- [TO DO]
Look through the material below and report every line that includes "cabinet".

===== INFORMATION GIVEN =====

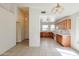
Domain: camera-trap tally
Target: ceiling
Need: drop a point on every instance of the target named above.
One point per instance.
(69, 8)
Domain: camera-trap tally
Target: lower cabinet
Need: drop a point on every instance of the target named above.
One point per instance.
(47, 35)
(64, 40)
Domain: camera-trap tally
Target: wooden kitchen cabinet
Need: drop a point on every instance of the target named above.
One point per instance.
(68, 23)
(64, 40)
(59, 38)
(64, 24)
(47, 35)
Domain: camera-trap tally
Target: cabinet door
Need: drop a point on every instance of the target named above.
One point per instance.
(66, 42)
(68, 23)
(59, 38)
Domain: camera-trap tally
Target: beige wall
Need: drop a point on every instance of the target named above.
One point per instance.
(7, 30)
(22, 24)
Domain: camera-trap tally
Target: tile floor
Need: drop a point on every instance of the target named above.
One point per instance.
(48, 47)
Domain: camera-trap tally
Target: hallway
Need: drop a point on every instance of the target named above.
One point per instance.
(48, 48)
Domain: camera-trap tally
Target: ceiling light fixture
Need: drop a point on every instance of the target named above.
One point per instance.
(57, 9)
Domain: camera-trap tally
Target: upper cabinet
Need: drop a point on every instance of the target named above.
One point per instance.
(64, 23)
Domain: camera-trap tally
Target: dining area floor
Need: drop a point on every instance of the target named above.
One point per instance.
(48, 47)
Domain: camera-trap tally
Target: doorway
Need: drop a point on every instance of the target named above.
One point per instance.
(22, 26)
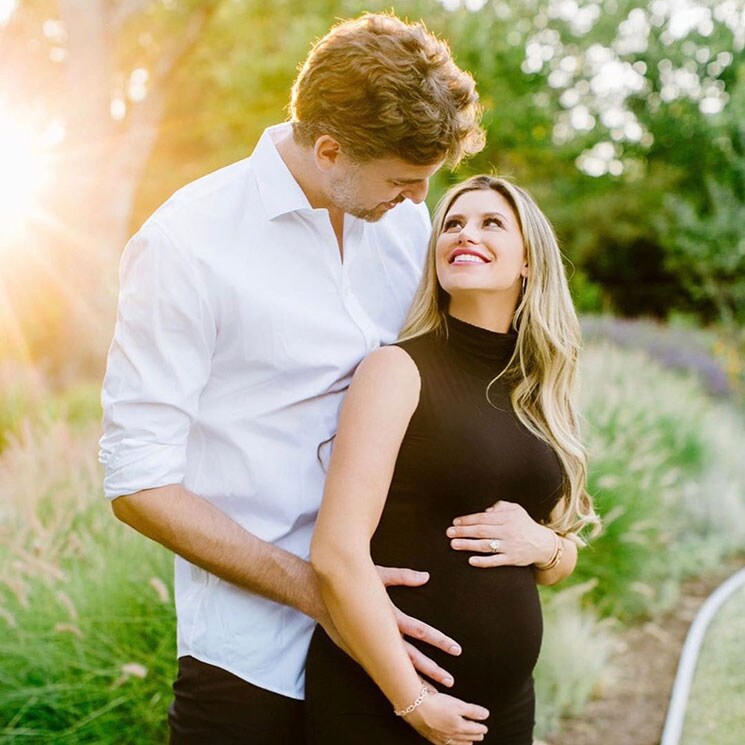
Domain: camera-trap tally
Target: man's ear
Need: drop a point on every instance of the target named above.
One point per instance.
(326, 151)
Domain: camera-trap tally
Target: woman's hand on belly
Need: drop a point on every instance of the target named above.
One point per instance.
(445, 720)
(506, 533)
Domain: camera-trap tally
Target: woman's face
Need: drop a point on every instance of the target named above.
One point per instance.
(480, 248)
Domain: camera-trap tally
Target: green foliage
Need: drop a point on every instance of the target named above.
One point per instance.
(575, 657)
(25, 397)
(87, 651)
(667, 480)
(707, 251)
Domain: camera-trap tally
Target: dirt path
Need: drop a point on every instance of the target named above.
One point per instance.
(632, 710)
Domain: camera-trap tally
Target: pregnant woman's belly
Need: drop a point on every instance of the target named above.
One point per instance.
(494, 614)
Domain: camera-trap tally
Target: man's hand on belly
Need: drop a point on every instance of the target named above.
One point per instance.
(416, 629)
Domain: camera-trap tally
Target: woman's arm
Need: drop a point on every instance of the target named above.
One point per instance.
(373, 420)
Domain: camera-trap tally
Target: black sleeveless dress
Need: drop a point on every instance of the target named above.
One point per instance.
(460, 454)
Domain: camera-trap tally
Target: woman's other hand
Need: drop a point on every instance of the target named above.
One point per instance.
(445, 720)
(506, 533)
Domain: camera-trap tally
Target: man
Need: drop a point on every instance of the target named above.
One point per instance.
(246, 302)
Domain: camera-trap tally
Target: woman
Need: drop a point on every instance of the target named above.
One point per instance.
(473, 405)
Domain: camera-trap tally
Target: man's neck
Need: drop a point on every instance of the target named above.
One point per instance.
(301, 164)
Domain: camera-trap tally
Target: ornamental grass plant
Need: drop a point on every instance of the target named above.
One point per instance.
(668, 476)
(87, 629)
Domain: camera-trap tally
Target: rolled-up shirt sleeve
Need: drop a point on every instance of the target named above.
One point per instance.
(158, 365)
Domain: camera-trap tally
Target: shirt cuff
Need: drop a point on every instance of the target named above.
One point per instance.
(133, 466)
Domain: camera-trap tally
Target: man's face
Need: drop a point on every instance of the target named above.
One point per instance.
(369, 190)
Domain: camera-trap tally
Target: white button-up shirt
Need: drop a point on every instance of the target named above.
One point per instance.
(239, 328)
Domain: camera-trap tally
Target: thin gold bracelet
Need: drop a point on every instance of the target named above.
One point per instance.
(555, 557)
(418, 700)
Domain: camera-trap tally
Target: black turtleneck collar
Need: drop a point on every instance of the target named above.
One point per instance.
(490, 351)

=====

- [RESPONSE AREA]
Target: lower cabinet
Target: wooden kitchen cabinet
Target: cabinet door
Target: upper cabinet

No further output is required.